§ INPUT MATERIAL:
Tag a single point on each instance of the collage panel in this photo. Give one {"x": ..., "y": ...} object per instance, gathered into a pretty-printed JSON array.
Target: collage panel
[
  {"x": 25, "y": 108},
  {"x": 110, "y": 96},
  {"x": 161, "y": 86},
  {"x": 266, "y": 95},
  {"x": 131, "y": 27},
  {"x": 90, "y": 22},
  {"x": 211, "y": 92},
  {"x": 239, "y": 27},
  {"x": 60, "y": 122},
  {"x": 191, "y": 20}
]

§ GOAL: Format all of the data above as a JSON list of strings, with one string per line and blank lines left out.

§ ANSWER TO THE EXERCISE:
[
  "Tag a single point on each instance of the collage panel in this photo. Give one {\"x\": ..., \"y\": ...} object per instance, gathered into a pretty-printed JSON array.",
  "Target: collage panel",
  "[",
  "  {\"x\": 25, \"y\": 108},",
  "  {\"x\": 110, \"y\": 96},",
  "  {\"x\": 161, \"y\": 86},",
  "  {\"x\": 266, \"y\": 95},",
  "  {\"x\": 131, \"y\": 27},",
  "  {\"x\": 90, \"y\": 22},",
  "  {\"x\": 211, \"y\": 92},",
  "  {\"x\": 239, \"y\": 27},",
  "  {\"x\": 60, \"y\": 122},",
  "  {\"x\": 191, \"y\": 20}",
  "]"
]